**Exercise passage**
§ §

SAKURAONE: An Open Ethernet-Based AI HPC System and Its Observed Workload Dynamics in a Single-Tenant LLM Development Environment
A 100-node H100 cluster proves open Ethernet can scale to elite AI supercomputing levels.
SAKURA Internet Research Center has unveiled SAKURAONE, a high-performance computing (HPC) cluster that demonstrates the viability of open, Ethernet-based networking for elite AI workloads. The system, built on their KOKARYOKU PHY bare-metal GPU platform, achieved a #49 ranking on the ISC 2025 TOP500 list with a measured performance of 33.95 PFLOP/s. Its defining feature is its fully open networking stack, utilizing 800 Gigabit Ethernet (GbE) with the SONiC network operating system, making it the only top-100 system to forgo proprietary interconnects like InfiniBand. The hardware comprises 100 nodes, each equipped with eight NVIDIA H100 GPUs, interconnected via a rail-optimized leaf-spine fabric using RoCEv2 for efficient data transfer, and backed by a massive 2 petabyte all-flash Lustre file system.

§ §

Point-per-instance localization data
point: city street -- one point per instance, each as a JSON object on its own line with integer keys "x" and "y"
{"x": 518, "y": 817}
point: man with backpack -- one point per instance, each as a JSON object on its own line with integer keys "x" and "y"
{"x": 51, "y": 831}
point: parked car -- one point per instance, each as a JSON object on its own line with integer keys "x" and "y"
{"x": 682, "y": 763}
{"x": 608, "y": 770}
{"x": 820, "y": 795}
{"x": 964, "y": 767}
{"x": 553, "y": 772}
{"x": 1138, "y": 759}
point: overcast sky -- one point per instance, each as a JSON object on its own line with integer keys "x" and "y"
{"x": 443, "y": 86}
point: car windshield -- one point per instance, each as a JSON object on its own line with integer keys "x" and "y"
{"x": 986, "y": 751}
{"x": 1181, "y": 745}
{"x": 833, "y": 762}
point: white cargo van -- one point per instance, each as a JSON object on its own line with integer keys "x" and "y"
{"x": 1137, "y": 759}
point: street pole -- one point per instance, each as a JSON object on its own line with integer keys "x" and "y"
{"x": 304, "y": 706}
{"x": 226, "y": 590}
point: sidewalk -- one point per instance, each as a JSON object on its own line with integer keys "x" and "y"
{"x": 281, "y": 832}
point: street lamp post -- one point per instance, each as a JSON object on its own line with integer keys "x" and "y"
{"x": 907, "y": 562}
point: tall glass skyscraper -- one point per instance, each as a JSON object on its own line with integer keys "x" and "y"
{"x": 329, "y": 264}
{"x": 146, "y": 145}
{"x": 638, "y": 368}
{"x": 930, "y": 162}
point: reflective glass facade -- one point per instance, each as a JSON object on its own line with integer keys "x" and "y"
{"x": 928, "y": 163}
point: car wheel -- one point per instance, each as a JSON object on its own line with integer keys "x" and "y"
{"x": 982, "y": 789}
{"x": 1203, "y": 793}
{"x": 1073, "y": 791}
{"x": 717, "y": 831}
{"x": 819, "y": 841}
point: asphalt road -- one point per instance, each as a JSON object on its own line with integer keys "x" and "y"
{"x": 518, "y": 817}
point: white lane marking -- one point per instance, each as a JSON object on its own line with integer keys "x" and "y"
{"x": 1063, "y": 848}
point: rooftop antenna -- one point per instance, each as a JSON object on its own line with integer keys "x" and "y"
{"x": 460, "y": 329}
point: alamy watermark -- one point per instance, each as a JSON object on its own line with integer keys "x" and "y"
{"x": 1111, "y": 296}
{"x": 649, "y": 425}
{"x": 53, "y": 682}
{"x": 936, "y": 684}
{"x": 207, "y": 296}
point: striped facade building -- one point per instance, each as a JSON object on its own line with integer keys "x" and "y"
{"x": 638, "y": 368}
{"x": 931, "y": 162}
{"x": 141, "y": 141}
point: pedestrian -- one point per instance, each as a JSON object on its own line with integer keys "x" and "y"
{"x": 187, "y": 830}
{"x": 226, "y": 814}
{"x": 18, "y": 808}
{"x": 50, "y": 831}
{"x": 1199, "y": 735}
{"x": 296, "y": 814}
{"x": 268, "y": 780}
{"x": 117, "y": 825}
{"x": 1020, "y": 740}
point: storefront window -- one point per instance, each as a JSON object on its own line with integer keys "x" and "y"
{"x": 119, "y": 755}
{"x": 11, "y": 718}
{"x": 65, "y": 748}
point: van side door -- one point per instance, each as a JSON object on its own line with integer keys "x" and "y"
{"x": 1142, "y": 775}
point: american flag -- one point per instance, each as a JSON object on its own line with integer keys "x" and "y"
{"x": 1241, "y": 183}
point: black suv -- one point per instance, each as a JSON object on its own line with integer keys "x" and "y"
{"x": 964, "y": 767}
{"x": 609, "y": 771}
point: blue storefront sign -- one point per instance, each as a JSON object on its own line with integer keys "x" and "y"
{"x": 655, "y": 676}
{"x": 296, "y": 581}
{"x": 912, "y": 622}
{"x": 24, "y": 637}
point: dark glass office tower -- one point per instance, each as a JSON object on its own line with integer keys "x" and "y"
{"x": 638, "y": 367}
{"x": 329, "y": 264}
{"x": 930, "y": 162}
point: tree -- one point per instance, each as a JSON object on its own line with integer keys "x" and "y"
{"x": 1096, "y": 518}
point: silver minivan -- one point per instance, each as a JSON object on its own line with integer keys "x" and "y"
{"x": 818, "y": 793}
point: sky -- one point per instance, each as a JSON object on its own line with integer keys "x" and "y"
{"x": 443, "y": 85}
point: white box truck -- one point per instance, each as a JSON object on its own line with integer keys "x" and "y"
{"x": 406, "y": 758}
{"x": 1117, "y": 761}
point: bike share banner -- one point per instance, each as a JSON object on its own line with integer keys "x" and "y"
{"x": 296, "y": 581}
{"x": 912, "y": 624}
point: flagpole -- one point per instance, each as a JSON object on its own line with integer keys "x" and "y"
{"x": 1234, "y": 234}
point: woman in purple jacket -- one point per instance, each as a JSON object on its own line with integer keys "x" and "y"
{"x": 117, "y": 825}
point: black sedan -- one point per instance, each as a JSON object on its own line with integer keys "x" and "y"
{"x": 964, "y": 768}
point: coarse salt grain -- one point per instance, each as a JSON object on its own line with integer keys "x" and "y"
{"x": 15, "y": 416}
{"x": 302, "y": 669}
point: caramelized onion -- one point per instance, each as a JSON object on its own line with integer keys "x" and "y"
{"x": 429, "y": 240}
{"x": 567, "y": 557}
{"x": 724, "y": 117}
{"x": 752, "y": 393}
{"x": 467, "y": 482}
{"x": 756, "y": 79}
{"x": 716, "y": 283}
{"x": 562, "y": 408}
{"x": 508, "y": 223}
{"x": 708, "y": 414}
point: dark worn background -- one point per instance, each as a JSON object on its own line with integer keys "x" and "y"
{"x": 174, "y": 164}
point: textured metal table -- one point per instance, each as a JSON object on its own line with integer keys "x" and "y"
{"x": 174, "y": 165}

§ §

**Using the information**
1) Reproduce the SAKURAONE article starting at "SAKURAONE: An Open" and ending at "AI supercomputing levels.", substituting "100-server" for "100-node".
2) According to the SAKURAONE article, what ranking did the system achieve on the ISC 2025 TOP500 list?
3) Carry the SAKURAONE article forward from its last sentence.
The rows are separate material, apart from the SAKURAONE article.

**Outputs by task**
1)
SAKURAONE: An Open Ethernet-Based AI HPC System and Its Observed Workload Dynamics in a Single-Tenant LLM Development Environment
A 100-server H100 cluster proves open Ethernet can scale to elite AI supercomputing levels.

2) It ranked #49.

3)
Beyond its specs, the paper provides a rare, detailed look at real-world AI cluster usage by tracking a single-tenant LLM development project. The researchers observed that while small, interactive jobs (like debugging and testing) were the most numerous, a few massive training jobs consumed the majority of the total GPU time. Crucially, as the project progressed from initial training phases to refinement, resource usage shifted from these large-scale jobs to a dominance of mid-scale jobs, reflecting an iterative development cycle of tuning and evaluation. This workload analysis offers valuable data-driven insights for planning and optimizing future AI research infrastructure, showing how compute demands evolve throughout an LLM's lifecycle.
- Ranked 49th on TOP500 using 800 GbE/SONiC, proving open networking scales to 33.95 PFLOP/s.
- Hardware includes 800 NVIDIA H100 GPUs across 100 nodes with a 2 PB all-flash storage system.
- Real workload analysis showed a shift from large-scale training to mid-scale iterative jobs as an LLM project matured.
Why It Matters
It validates open Ethernet as a cost-effective, scalable alternative to proprietary interconnects for cutting-edge AI supercomputing.